"""

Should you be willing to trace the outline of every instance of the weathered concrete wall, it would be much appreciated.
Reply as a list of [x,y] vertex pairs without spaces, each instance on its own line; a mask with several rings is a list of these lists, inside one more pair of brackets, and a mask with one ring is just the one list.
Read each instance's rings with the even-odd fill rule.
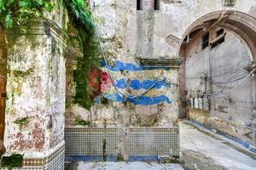
[[[15,41],[14,41],[15,40]],[[8,35],[7,151],[44,151],[63,140],[65,60],[55,37]]]
[[[144,96],[126,99],[114,90],[112,83],[106,84],[107,87],[102,87],[102,95],[96,98],[96,104],[90,110],[79,105],[67,110],[66,127],[74,126],[78,117],[99,127],[103,127],[105,121],[108,127],[176,125],[177,70],[145,69],[137,60],[137,57],[153,56],[154,44],[148,38],[152,38],[154,32],[154,12],[137,12],[136,2],[130,1],[91,1],[91,4],[103,50],[119,91],[136,96],[158,81],[162,82],[156,83]],[[103,71],[108,72],[106,65],[102,66]],[[102,102],[105,99],[107,105]]]
[[0,30],[0,154],[4,152],[4,115],[6,99],[7,48],[3,27]]
[[[253,78],[248,77],[240,82],[249,72],[244,69],[251,63],[251,57],[245,44],[233,33],[226,31],[225,40],[218,47],[210,46],[201,49],[200,32],[185,48],[185,89],[187,99],[209,96],[211,114],[201,114],[189,110],[189,118],[215,127],[227,134],[236,136],[252,142],[248,138],[250,130],[236,125],[250,125],[253,122]],[[216,30],[210,31],[210,37]],[[210,38],[210,42],[212,38]],[[205,81],[205,76],[212,75],[212,82]],[[209,78],[208,78],[209,79]],[[206,86],[207,83],[207,86]],[[207,89],[206,89],[207,87]],[[212,87],[212,88],[211,88]],[[207,91],[206,91],[207,90]],[[225,111],[219,110],[224,106]],[[218,118],[220,117],[220,118]],[[251,136],[252,137],[252,136]]]
[[188,112],[190,120],[210,130],[215,129],[218,133],[228,135],[247,148],[252,144],[252,131],[246,127],[240,126],[235,122],[212,116],[209,111],[189,109]]
[[[41,162],[51,156],[47,161],[49,168],[57,168],[56,164],[51,167],[53,162],[64,162],[67,14],[60,3],[55,4],[56,8],[45,16],[49,20],[53,17],[56,23],[29,21],[21,26],[26,32],[19,26],[5,32],[8,82],[4,156],[24,155],[23,165],[33,162],[27,158]],[[42,166],[46,164],[42,162]],[[33,162],[31,166],[38,165]]]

"""

Display each line of the rows above that contains the string "instance", matching case exactly.

Should you be willing to trace the outline of every instance of the weathered concrete wall, it would be much appreciated.
Reply as a list of [x,y] vertex pairs without spaces, each instance on its own line; a mask with several rings is a list of these lists, inside one more pair of brackets, and a mask with one ring is just the one list.
Read each instance's rings with the even-odd fill rule.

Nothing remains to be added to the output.